■ **TEXT EXCERPT**

■ ■ ■ ■ ■ ■ ■

# Sao Pablo, Brasil (Largest city in America!)



## gabdem (Aug 17, 2008)

I really would like see the projects of this city after all Brazil is one of the few largest countries in the world still growing these days...


----------



## Brisbaner21 (Jul 17, 2007)

gabdem said:


> I really would like see the projects of this city after all Brazil is one of the few largest countries in the world still growing these days...


It is? As of now, Australia is the country with the strongest economy, but that doesn't mean we aren't being affected by this. I really don't think any country is "growing" economically right now.


----------



## gabdem (Aug 17, 2008)

Brisbaner21 said:


> It is? As of now, Australia is the country with the strongest economy, but that doesn't mean we aren't being affected by this. I really don't think any country is "growing" economically right now.


There still many countries growing right now... Brazil is expected to grow 5,4% in 2008.


----------



## MakaWella (Aug 8, 2007)

Nice thread thnx,, i like Sao Paolo,

I had a costumer on my workplace, and he sad, you get a lot of Turkish people in Sao Paolo to, is it treu? or was it Rio?


----------



## Pegasusbsb27 (Sep 5, 2005)

Brisbaner21 said:


> It is? As of now, Australia is the country with the strongest economy, but that doesn't mean we aren't being affected by this. I really don't think any country is "growing" economically right now.


:nono::nono: I think you are not in touch with Brazilian economy buddy...sorry The expected growing index to Brazil next year is, at least, 2.5%. You might see Brazilian shopping centers this end of 2008...God! It's awful! We are asking here: Where is this crisis?...

■ ■ ■ ■ ■ ■ ■

■ **PROBLEMS TO SOLVE**
**A)** In the forum thread about São Paulo, which country does Brisbaner21 say has the strongest economy?
**B)** Carry on the forum thread about São Paulo and Brazil's economy from its final post.

■ **RECORD EXTRACTS**
■ ■ ■ ■ ■ ■ ■

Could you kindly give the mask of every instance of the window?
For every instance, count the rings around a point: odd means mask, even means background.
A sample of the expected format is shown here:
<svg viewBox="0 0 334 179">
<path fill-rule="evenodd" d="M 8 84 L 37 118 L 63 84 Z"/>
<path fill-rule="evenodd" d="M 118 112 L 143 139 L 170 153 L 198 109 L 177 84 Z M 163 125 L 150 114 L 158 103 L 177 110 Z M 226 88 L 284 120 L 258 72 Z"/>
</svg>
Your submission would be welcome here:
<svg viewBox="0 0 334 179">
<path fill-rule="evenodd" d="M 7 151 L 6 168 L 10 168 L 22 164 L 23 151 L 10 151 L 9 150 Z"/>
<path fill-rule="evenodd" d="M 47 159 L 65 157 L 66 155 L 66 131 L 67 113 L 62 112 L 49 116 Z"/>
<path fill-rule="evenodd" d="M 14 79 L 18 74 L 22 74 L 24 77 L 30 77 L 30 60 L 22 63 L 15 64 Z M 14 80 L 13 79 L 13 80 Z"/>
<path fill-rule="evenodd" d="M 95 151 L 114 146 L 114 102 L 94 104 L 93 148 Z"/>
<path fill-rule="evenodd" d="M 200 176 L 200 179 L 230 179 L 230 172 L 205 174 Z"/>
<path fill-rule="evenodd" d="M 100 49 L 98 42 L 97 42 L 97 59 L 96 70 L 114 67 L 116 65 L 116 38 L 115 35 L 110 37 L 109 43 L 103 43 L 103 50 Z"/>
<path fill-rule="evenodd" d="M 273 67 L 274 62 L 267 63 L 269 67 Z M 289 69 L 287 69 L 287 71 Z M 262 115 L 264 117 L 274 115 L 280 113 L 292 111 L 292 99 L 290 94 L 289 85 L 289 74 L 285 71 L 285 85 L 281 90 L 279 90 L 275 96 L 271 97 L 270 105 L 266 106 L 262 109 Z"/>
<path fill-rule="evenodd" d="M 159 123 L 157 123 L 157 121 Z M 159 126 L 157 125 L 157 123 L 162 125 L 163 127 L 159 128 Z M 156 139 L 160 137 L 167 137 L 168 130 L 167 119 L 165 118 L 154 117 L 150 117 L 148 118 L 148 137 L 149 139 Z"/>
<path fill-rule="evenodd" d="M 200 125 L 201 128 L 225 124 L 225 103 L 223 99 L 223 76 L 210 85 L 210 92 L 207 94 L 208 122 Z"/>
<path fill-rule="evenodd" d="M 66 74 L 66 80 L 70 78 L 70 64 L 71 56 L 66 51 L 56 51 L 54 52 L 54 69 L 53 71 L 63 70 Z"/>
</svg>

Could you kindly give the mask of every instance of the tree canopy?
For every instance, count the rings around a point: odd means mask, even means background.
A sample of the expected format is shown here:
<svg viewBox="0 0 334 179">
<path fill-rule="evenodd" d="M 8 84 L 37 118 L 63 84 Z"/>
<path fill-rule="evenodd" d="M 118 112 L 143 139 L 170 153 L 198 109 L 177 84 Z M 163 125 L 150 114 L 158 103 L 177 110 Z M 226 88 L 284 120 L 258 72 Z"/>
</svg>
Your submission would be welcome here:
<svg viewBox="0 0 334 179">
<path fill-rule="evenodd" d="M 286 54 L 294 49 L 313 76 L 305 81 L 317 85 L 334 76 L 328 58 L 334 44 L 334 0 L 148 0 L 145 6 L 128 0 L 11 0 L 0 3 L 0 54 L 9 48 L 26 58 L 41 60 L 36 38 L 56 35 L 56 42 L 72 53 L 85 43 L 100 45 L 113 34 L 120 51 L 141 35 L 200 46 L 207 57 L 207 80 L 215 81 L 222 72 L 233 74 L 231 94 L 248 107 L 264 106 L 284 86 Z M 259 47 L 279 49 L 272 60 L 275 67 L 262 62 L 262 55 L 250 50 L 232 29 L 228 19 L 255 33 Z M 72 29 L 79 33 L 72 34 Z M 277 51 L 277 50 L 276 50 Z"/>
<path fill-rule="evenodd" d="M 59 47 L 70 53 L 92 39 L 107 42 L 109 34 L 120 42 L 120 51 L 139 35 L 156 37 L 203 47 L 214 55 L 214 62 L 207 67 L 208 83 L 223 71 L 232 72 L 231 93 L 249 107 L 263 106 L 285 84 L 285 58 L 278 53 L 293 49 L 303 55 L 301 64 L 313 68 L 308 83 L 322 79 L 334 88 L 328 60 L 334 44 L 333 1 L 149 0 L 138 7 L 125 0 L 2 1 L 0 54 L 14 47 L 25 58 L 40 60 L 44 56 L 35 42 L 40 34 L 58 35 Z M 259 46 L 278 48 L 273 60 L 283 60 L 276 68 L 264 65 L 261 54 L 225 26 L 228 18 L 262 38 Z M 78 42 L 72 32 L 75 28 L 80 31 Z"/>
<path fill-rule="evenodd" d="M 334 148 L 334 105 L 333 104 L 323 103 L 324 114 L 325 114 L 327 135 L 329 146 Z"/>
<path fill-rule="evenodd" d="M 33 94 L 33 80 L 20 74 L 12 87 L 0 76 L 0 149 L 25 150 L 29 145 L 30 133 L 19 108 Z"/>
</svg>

■ ■ ■ ■ ■ ■ ■

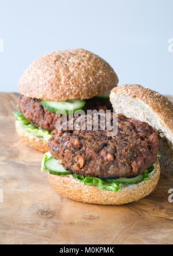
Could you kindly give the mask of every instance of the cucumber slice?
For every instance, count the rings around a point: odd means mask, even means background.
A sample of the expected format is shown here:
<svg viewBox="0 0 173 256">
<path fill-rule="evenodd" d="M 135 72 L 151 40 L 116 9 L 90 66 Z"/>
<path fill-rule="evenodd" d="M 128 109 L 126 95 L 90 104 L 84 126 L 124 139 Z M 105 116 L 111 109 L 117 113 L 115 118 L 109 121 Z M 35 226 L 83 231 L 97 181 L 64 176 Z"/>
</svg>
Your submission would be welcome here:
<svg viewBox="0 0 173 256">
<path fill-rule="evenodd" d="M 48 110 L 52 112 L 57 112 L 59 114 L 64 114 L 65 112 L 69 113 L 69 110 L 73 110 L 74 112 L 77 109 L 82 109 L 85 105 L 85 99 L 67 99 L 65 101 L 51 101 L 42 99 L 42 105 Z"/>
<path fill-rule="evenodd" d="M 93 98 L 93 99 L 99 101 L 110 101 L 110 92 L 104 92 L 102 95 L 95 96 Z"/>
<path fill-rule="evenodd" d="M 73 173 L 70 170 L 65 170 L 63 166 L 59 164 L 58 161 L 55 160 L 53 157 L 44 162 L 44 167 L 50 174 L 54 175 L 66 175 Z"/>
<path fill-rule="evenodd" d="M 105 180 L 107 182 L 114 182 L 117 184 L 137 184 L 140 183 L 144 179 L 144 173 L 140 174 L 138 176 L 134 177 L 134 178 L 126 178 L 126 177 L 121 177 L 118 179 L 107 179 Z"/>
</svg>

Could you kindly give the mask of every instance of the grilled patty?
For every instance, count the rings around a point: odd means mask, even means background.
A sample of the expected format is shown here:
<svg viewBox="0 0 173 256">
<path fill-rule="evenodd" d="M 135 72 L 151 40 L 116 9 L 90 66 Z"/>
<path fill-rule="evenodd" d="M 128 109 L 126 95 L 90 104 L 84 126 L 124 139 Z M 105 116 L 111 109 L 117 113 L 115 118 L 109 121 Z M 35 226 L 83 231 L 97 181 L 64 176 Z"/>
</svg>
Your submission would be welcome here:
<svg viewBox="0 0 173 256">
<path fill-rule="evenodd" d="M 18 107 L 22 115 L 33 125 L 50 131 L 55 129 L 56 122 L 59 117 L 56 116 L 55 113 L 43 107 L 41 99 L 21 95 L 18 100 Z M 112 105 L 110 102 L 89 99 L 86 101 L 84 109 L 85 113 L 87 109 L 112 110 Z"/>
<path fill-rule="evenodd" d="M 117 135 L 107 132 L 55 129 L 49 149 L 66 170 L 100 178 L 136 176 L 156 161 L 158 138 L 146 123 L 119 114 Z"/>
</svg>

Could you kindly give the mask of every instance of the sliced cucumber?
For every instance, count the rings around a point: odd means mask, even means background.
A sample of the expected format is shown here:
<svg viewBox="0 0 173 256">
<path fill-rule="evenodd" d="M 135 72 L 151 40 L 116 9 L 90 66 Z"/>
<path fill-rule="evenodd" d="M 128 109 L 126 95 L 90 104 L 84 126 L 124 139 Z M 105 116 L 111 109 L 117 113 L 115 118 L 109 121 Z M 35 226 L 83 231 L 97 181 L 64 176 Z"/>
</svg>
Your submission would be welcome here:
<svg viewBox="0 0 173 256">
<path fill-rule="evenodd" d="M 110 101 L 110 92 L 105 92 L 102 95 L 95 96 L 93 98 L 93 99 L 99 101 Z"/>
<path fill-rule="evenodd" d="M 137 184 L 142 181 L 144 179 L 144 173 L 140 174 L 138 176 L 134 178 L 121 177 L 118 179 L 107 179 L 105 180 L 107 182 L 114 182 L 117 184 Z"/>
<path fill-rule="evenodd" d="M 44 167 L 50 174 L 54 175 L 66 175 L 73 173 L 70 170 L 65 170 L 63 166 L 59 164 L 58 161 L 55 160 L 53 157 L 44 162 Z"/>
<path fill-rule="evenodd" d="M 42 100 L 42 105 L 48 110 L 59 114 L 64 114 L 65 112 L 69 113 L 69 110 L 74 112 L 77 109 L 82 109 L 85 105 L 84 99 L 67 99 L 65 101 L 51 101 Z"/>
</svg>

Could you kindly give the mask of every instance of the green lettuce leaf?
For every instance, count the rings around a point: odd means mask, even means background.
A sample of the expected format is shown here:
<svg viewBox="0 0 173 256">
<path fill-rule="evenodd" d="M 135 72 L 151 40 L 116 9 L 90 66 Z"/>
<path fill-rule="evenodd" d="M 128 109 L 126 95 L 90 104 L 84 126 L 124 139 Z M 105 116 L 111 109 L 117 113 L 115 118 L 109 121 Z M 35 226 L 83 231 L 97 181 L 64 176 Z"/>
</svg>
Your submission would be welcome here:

■ ■ ■ ■ ■ ■ ■

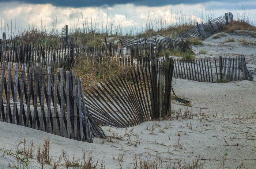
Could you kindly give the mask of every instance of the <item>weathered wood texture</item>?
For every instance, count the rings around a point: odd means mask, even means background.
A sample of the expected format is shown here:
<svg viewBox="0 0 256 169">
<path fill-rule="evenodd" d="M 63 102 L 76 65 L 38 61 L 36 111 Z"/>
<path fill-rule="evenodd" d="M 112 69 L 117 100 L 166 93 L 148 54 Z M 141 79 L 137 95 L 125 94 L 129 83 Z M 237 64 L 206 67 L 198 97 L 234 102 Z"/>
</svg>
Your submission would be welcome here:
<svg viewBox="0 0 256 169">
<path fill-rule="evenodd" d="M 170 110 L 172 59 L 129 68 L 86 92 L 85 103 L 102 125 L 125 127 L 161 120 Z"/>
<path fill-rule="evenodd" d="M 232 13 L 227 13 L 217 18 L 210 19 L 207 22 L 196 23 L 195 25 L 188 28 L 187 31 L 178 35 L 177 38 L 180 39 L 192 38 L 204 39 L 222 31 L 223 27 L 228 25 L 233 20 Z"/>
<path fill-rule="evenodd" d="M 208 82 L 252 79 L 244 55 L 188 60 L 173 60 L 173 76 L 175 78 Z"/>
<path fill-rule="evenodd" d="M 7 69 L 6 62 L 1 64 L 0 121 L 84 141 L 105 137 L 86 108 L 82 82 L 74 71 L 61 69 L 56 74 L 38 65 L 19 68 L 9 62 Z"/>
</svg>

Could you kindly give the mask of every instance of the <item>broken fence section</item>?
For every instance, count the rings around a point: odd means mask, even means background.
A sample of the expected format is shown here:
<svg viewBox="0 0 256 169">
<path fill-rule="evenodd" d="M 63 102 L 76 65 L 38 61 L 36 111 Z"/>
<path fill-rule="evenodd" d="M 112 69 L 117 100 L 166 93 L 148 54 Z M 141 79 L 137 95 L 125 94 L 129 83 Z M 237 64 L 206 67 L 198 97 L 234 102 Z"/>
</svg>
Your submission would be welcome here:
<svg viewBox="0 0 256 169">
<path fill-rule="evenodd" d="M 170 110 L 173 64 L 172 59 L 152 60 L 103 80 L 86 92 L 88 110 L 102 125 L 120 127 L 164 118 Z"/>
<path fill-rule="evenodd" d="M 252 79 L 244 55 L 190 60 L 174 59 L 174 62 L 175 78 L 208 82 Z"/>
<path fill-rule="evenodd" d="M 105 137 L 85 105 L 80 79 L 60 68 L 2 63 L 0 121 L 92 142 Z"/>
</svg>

■ ■ ■ ■ ■ ■ ■

■ **OUTPUTS**
**A)** Australia

**B)**
----------



## Pegasusbsb27 (Sep 5, 2005)

MakaWella said:


> Nice thread thnx,, i like Sao Paolo,
> 
> I had a costumer on my workplace, and he sad, you get a lot of Turkish people in Sao Paolo to, is it treu? or was it Rio?


São Paulo. Man, São Paulo is a patchwork! People from all over the world! The biggest colonies are Italians, Japanese, Sirian-Libanese, Jewish, Turkish, Portuguese, Spanish. It is ou most "international city"


----------



## MakaWella (Aug 8, 2007)

Pegasusbsb27 said:


> São Paulo. Man, São Paulo is a patchwork! People from all over the world! The biggest colonies are Italians, Japanese, Sirian-Libanese, Jewish, Turkish, Portuguese, Spanish. It is ou most "international city"


Yeah i like Sao Paolo i want and hope to visit it one day realy,
But the most international city is Amsterdam with people from 181 different country's(2007), maybe at the moment more.


----------



## Tom... (Jul 11, 2008)

São Paulo is maybe the most muticultural city in America.... many nations and many kinds of culture are living there!


----------



## Pegasusbsb27 (Sep 5, 2005)

MakaWella said:


> Yeah i like Sao Paolo i want and hope to visit it one day realy,
> But the most international city is Amsterdam with people from 181 different country's(2007), maybe at the moment more.


:lol::lol::lol:

...I mean in Brazil Maka...I think that in a World Level São Paulo is an international city, no doubt, but not like New York, or Amsterdan, or London, for instancekay:


----------



## speed_demon (Jun 2, 2007)

Didnt know we had turkish colonisation in SP. I know there are lots of greeks here, some 50,000. 

Anyway, here is the immigration table

6 million Italians (including descendants) *the most italian city outside Italy 
3 million Portuguese (including descendants) 
3 million Africans (including descendants) 
1 million Arabs (including descendants) 
400,000 Germans (including descendants) 
326,000 Japanese (including descendants) 
120,000 Chinese (including descendants) 
60,000 Jews (including descendants) 
60,000 Bolivians (only the immigrants) 
50,000 Greeks (including descendants) 
50,000 Koreans (including descendants)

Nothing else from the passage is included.